The words ‘us’ and ‘our’ and ‘we’ are all over this chapter. Here, for the first time in the book of Lamentations, the grieving people begin to speak.

These people have been shocked, stunned, and numbed by the terrible events that have taken place in their lives. They can hardly take in what has happened to them and they sit in silence for the first four chapters. It is not easy to pray when something so devastating has come into your life.

I have referred throughout this series to the experience of friends from our church with whom Karen and I met at the end of last year. All of them had experienced the loss of a child, a sibling, a spouse or a father.

When we talked about prayer, one person in the group said, “I felt a real distance from God especially at first.  I felt so low and so far from God.” Another said, “I couldn’t pray. I just read the Psalms over and over again.”  That was very wise. Another said, “I prayed for years, but after this happened I began to wonder if God really hears me.”

Describing his own journey through grief, C. S. Lewis writes: “Meanwhile where is God? …Go to Him when your need is desperate, when all other help is vain, and what do you find? A door slammed in your face, and a sound of bolting and double bolting on the inside. After that, silence.” [1] There can’t be a Christian who doesn’t know what this experience is like.

Lamentations describes that experience exactly: “You have wrapped yourself with a cloud so that no prayer can pass through” (Lam. 3:44). This was the experience of these people. They were so shocked and stunned by what happened to them that they were unable to speak for themselves, and unable to pray for themselves. For the first four chapters, they have been sitting in silence. They don’t speak a word until chapter 5.

That raises the obvious question: Who has been speaking in the first four chapters of this book? The book of Lamentations was written under the inspiration of the Holy Spirit by Jeremiah, so clearly, these are his words, spoken as he was moved by the Spirit. But the words of Lamentations go beyond what Jeremiah could fulfill.

----

■ Written request:
Duplicate the passage from the sermon on Lamentations from "Describing his own" up to and including "experience is like.".

■ Data block:
----

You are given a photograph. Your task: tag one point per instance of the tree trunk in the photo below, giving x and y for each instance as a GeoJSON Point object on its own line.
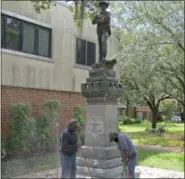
{"type": "Point", "coordinates": [154, 117]}
{"type": "Point", "coordinates": [127, 107]}
{"type": "Point", "coordinates": [183, 115]}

----

■ Response to this task:
Describing his own journey through grief, C. S. Lewis writes: “Meanwhile where is God? …Go to Him when your need is desperate, when all other help is vain, and what do you find? A door slammed in your face, and a sound of bolting and double bolting on the inside. After that, silence.” [1] There can’t be a Christian who doesn’t know what this experience is like.